#### ASSIGNMENT:
Where the data below begins, start duplicating lines exactly, and finish with the line containing "Target: side mirror"; add nothing else. Leave the pictures out.

#### RECORD SET:
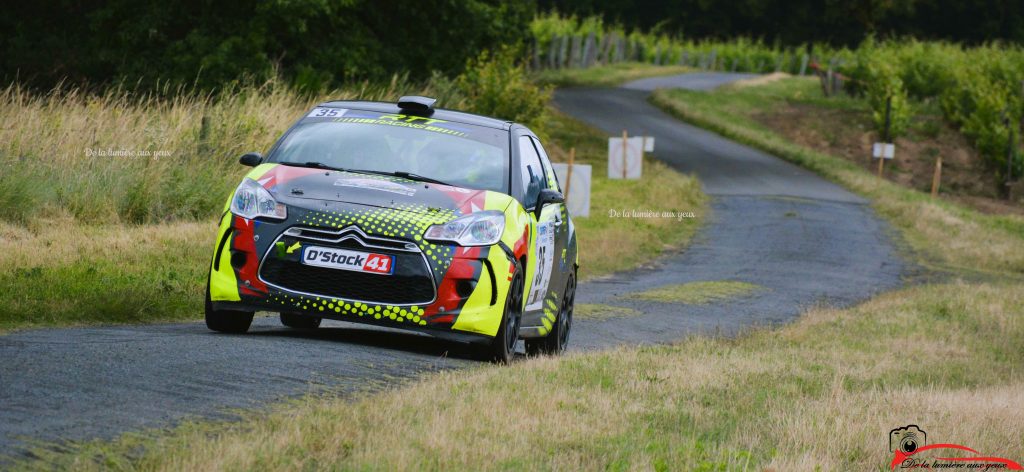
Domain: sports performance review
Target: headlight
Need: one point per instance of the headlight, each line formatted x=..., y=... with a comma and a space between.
x=252, y=201
x=480, y=228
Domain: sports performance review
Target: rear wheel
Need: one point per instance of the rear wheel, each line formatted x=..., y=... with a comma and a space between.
x=502, y=347
x=226, y=320
x=300, y=322
x=558, y=339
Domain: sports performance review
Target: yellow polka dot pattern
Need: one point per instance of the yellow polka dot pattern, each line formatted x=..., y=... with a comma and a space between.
x=335, y=307
x=403, y=222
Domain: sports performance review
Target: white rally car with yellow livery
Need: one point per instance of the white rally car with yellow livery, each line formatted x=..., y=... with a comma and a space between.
x=401, y=215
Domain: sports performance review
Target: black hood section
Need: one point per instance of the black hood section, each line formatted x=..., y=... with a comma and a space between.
x=314, y=189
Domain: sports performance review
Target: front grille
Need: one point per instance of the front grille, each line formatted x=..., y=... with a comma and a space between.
x=410, y=284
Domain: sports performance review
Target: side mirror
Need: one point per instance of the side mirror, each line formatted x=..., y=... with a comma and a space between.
x=548, y=197
x=251, y=159
x=532, y=191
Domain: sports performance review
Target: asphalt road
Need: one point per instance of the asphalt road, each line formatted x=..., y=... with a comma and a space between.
x=805, y=241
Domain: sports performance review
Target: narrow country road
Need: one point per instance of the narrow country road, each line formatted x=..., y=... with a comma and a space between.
x=804, y=240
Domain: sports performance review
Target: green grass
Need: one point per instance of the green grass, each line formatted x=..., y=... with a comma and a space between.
x=61, y=273
x=605, y=76
x=942, y=234
x=696, y=293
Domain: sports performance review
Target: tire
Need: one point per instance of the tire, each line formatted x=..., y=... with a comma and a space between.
x=300, y=322
x=502, y=348
x=556, y=341
x=226, y=320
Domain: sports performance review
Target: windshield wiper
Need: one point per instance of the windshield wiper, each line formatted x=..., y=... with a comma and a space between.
x=419, y=177
x=402, y=174
x=312, y=164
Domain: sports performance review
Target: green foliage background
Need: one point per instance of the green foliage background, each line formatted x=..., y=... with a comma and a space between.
x=313, y=44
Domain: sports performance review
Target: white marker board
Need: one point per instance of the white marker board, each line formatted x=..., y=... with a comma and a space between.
x=884, y=151
x=579, y=199
x=633, y=161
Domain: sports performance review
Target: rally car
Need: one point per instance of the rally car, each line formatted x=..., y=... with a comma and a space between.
x=401, y=215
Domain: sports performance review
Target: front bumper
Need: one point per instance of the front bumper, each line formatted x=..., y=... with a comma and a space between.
x=439, y=290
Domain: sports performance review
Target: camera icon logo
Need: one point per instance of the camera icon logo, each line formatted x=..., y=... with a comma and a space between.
x=906, y=439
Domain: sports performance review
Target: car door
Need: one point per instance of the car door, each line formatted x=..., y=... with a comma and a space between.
x=542, y=260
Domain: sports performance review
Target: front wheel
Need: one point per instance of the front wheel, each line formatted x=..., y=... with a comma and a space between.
x=226, y=320
x=558, y=339
x=502, y=347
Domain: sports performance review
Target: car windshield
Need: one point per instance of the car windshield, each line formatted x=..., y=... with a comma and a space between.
x=457, y=154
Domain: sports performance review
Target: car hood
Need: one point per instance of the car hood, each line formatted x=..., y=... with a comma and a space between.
x=305, y=187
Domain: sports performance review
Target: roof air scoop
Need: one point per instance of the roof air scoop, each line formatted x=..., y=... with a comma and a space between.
x=415, y=104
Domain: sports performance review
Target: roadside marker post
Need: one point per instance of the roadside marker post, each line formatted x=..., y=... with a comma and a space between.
x=626, y=148
x=885, y=149
x=626, y=156
x=568, y=173
x=576, y=180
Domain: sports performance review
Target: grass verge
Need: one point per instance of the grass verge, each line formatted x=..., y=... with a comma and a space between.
x=944, y=357
x=605, y=76
x=696, y=293
x=59, y=272
x=945, y=234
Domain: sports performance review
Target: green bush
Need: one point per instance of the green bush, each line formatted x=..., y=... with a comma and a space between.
x=885, y=90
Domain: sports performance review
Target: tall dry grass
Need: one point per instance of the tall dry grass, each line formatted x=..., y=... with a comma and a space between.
x=125, y=157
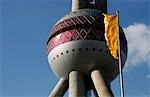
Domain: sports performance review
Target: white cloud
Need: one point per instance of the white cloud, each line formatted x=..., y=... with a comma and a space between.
x=138, y=37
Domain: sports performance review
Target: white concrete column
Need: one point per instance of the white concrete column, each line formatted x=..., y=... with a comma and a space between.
x=60, y=88
x=100, y=84
x=76, y=85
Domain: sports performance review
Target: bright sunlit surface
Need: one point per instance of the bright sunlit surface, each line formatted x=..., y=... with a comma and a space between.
x=24, y=30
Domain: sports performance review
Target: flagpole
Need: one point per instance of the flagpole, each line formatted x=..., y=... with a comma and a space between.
x=120, y=66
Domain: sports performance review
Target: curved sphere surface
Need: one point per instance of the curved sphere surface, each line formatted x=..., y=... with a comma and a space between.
x=77, y=43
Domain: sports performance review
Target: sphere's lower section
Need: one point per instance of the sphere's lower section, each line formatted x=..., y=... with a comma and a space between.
x=83, y=56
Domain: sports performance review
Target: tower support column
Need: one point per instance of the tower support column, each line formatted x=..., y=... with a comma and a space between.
x=60, y=88
x=100, y=84
x=76, y=85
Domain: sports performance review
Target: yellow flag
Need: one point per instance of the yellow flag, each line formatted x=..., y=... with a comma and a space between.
x=111, y=33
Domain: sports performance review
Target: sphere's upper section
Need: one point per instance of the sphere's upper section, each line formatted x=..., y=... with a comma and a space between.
x=79, y=31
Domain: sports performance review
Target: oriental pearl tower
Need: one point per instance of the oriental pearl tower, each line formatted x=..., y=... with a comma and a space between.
x=77, y=51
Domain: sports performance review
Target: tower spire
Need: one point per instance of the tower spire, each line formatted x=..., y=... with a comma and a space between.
x=92, y=4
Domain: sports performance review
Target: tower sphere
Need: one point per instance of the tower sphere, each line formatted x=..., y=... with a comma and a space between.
x=77, y=42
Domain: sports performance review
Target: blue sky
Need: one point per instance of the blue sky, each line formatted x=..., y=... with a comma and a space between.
x=24, y=28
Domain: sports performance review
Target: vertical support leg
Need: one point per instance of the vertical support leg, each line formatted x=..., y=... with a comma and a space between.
x=76, y=85
x=100, y=84
x=60, y=88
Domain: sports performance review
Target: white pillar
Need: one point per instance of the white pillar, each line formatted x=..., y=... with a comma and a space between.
x=76, y=85
x=60, y=88
x=100, y=84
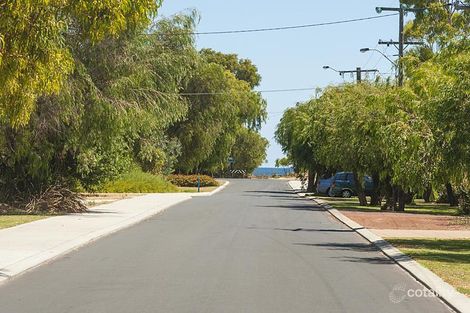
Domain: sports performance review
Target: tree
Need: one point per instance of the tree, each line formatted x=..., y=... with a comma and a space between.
x=34, y=57
x=249, y=150
x=243, y=69
x=112, y=111
x=220, y=104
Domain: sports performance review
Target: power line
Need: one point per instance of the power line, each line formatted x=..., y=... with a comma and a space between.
x=257, y=30
x=228, y=93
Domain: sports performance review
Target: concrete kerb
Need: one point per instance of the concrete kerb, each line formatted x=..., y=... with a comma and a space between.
x=15, y=266
x=438, y=287
x=210, y=193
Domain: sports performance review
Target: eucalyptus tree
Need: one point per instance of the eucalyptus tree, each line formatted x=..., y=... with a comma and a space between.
x=220, y=106
x=35, y=59
x=113, y=110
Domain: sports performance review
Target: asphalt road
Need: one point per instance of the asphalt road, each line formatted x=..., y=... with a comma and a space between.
x=254, y=247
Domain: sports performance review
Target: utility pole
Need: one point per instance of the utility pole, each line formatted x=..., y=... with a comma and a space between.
x=358, y=71
x=402, y=10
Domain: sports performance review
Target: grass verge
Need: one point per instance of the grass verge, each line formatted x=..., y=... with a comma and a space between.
x=14, y=220
x=137, y=181
x=420, y=207
x=449, y=259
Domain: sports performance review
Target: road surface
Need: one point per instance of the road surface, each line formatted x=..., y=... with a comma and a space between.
x=254, y=247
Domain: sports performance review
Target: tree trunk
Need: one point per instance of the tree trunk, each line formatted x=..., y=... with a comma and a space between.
x=311, y=180
x=401, y=194
x=450, y=195
x=427, y=194
x=375, y=199
x=387, y=190
x=360, y=190
x=409, y=197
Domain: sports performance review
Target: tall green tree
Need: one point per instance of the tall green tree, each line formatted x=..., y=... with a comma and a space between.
x=34, y=57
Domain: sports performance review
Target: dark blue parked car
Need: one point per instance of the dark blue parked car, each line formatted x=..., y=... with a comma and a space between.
x=324, y=185
x=343, y=185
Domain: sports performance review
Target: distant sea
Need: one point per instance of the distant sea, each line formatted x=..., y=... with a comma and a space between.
x=270, y=171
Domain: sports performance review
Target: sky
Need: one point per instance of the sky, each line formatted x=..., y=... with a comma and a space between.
x=294, y=58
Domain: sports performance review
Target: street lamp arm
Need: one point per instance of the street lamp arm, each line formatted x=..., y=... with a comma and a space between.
x=326, y=67
x=383, y=54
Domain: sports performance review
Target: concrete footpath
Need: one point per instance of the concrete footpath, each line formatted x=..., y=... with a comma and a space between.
x=29, y=245
x=434, y=283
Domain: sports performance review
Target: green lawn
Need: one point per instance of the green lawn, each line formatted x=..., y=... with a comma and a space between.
x=449, y=259
x=420, y=207
x=194, y=189
x=14, y=220
x=137, y=181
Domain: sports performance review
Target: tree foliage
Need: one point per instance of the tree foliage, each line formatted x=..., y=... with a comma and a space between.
x=121, y=103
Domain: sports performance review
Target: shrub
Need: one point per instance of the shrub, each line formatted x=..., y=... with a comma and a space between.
x=137, y=181
x=191, y=180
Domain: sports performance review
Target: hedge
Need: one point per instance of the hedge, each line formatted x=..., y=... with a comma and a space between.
x=191, y=180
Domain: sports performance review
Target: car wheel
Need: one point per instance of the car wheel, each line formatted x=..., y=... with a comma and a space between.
x=346, y=194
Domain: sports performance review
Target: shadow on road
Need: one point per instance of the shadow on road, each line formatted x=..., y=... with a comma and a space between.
x=306, y=207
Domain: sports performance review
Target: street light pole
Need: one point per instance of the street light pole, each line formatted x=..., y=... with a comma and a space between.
x=401, y=35
x=358, y=71
x=401, y=45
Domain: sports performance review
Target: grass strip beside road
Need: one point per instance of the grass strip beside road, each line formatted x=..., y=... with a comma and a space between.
x=447, y=258
x=16, y=219
x=419, y=207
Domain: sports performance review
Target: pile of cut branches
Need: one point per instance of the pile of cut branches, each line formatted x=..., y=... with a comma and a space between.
x=56, y=199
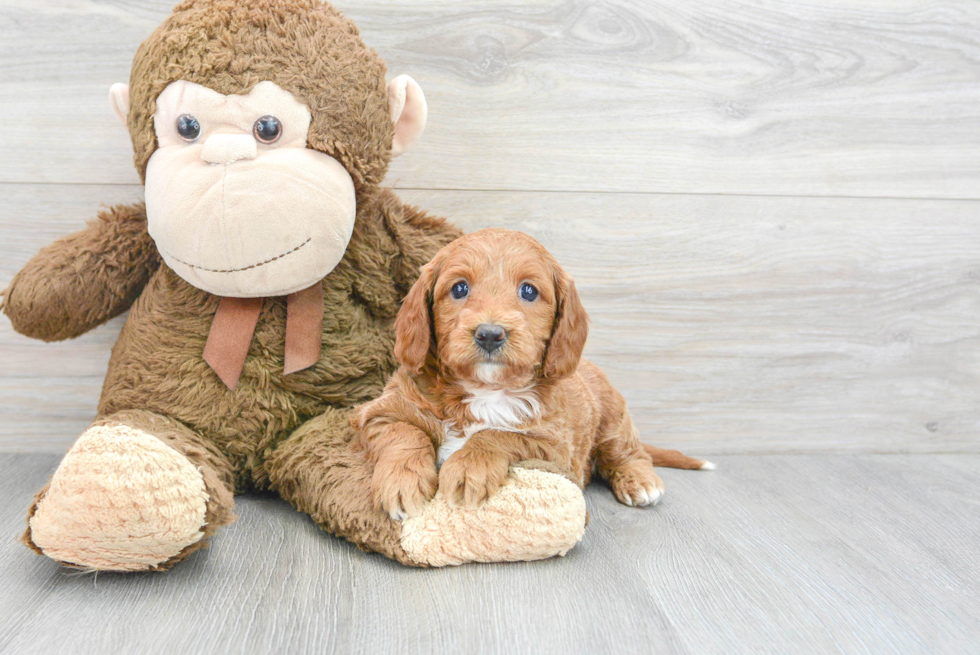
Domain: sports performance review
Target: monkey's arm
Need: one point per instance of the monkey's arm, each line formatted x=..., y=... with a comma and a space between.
x=418, y=236
x=83, y=280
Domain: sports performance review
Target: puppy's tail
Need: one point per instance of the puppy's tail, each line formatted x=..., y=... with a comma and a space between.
x=675, y=459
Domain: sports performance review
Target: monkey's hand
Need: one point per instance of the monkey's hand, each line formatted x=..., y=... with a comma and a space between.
x=84, y=279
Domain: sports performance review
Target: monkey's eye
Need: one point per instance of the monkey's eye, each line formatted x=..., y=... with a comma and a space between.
x=188, y=128
x=460, y=290
x=267, y=129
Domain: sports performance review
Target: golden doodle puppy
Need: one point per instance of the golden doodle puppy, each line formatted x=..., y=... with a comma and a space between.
x=490, y=343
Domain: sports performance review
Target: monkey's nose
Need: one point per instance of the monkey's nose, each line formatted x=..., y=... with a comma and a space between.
x=228, y=148
x=489, y=337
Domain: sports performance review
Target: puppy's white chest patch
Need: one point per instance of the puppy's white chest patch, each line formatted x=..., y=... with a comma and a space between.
x=452, y=441
x=496, y=409
x=503, y=408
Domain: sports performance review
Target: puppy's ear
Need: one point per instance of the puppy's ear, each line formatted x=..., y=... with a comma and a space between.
x=413, y=327
x=569, y=333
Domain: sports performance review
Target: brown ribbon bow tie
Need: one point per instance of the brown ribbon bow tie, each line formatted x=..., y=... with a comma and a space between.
x=234, y=324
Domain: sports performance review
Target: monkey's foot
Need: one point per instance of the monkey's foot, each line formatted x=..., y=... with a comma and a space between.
x=121, y=500
x=536, y=515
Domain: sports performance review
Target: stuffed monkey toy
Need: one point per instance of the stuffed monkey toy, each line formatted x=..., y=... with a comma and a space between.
x=262, y=275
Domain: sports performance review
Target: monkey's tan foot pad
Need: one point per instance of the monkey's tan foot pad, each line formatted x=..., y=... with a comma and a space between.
x=536, y=516
x=121, y=500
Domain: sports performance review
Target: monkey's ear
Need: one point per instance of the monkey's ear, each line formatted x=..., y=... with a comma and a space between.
x=406, y=102
x=119, y=99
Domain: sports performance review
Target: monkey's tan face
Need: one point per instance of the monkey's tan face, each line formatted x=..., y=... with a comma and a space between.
x=235, y=201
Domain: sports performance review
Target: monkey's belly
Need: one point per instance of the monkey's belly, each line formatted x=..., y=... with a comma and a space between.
x=157, y=365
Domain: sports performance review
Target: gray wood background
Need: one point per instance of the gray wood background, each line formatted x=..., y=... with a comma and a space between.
x=771, y=208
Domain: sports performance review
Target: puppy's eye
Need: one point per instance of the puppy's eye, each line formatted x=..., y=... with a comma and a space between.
x=528, y=292
x=460, y=290
x=188, y=128
x=267, y=129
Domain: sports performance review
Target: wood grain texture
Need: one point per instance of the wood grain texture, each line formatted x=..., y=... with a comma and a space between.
x=777, y=554
x=877, y=98
x=731, y=324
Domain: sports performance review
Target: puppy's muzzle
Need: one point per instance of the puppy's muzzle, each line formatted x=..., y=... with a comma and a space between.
x=489, y=337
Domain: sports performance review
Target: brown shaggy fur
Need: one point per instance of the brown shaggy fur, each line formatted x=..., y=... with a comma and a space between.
x=572, y=417
x=288, y=434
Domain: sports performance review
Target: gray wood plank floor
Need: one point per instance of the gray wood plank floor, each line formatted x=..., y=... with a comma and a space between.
x=772, y=554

#### ANSWER TO THIS TASK:
Domain: sports performance review
Target: headlight
Need: one point per instance of the headlight, each line formatted x=..., y=... with a comma and a space between.
x=252, y=201
x=480, y=228
Domain: sports performance review
Target: rear wheel
Need: one point per instance of the rear wheel, each line formatted x=..., y=... with a comma and a space between.
x=502, y=347
x=226, y=320
x=300, y=322
x=558, y=339
Domain: sports performance review
Target: yellow polka dot pattern
Need: one point per instance of the yellow polka dot pattern, each line formatted x=..., y=... with a comma and a space between.
x=335, y=307
x=403, y=222
Domain: sports performance review
Target: white rally car with yellow livery
Need: one point per instance of the white rally car with yellow livery, each line formatted x=..., y=... with a comma and a space between.
x=401, y=215
Domain: sports performance review
Target: black hood section
Need: one point per instance of the black hood section, each line formatted x=..., y=... with a comma and a space between.
x=314, y=189
Domain: sports performance review
Target: front grille
Need: one point per instance of the front grille, each line formatted x=..., y=... with a comma and a space between.
x=410, y=284
Domain: sports performance review
Target: side mirror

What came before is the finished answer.